▶ _TEXT SECTION_

------------------------------------

Like many a corporate rejuvenation plan, CEO Paul Hudson’s blueprint for Sanofi includes some hefty cost cutting.
The French drugmaker’s aiming for €2 billion in annual savings by 2022, executives said Tuesday at an investor event where Hudson unveiled his strategy. And the company has already made progress, projecting €600 million in savings this year.
The cost-cutting details aren’t all fleshed out yet. But in short? Sanofi is shedding jobs in support functions, ratcheting back manufacturing budgets, tightening up purchasing, cutting down on travel and more.
In one big move, Sanofi is revamping its marketing deal with Regeneron to emphasize fast-growing Dupixent and “deprioritize” cholesterol med Praluent and rheumatoid arthritis treatment Kevzara. “[R]ight-sizing” the commercial teams for those two drugs will save some cash, though Sanofi didn’t say how many sales and marketing jobs face the ax.

------------------------------------

▶ _EXERCISE AIM_
Restate the Sanofi cost-cutting text starting with "The cost-cutting details" and going on through "face the ax.", switching every "jobs" to "positions". The data that follow are separate material and have no connection to the text above.

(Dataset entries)
------------------------------------

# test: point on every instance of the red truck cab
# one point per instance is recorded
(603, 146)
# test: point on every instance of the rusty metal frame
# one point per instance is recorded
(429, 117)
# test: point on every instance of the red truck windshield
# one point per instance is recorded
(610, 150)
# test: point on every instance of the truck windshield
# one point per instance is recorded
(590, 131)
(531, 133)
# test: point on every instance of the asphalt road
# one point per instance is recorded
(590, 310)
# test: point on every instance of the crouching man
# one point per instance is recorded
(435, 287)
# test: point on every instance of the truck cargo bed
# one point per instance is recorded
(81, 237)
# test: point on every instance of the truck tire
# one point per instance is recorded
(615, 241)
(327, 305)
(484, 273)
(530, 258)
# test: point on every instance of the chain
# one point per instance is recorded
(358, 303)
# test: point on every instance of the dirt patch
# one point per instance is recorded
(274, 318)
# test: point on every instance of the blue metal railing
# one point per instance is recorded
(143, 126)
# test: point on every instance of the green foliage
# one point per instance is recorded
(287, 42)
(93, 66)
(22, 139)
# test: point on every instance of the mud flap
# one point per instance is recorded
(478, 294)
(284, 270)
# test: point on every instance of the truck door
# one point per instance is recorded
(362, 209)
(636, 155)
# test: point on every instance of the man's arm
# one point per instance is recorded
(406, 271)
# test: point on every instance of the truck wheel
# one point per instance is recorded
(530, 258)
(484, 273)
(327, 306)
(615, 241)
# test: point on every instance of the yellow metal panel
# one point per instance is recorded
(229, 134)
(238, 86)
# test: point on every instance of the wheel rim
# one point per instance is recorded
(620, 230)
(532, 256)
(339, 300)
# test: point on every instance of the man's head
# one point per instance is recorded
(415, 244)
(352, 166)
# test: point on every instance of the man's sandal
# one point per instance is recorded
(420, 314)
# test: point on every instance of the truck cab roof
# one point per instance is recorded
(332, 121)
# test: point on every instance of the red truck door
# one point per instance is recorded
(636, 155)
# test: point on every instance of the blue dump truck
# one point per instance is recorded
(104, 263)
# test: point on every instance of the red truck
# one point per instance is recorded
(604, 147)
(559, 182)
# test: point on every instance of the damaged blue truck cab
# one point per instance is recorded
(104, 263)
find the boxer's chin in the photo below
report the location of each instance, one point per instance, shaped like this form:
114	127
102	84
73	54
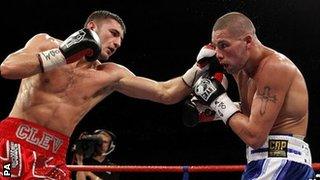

------------------------------------

▶ _EXERCISE SOLUTION_
The cost-cutting details aren’t all fleshed out yet. But in short? Sanofi is shedding positions in support functions, ratcheting back manufacturing budgets, tightening up purchasing, cutting down on travel and more.
In one big move, Sanofi is revamping its marketing deal with Regeneron to emphasize fast-growing Dupixent and “deprioritize” cholesterol med Praluent and rheumatoid arthritis treatment Kevzara. “[R]ight-sizing” the commercial teams for those two drugs will save some cash, though Sanofi didn’t say how many sales and marketing positions face the ax.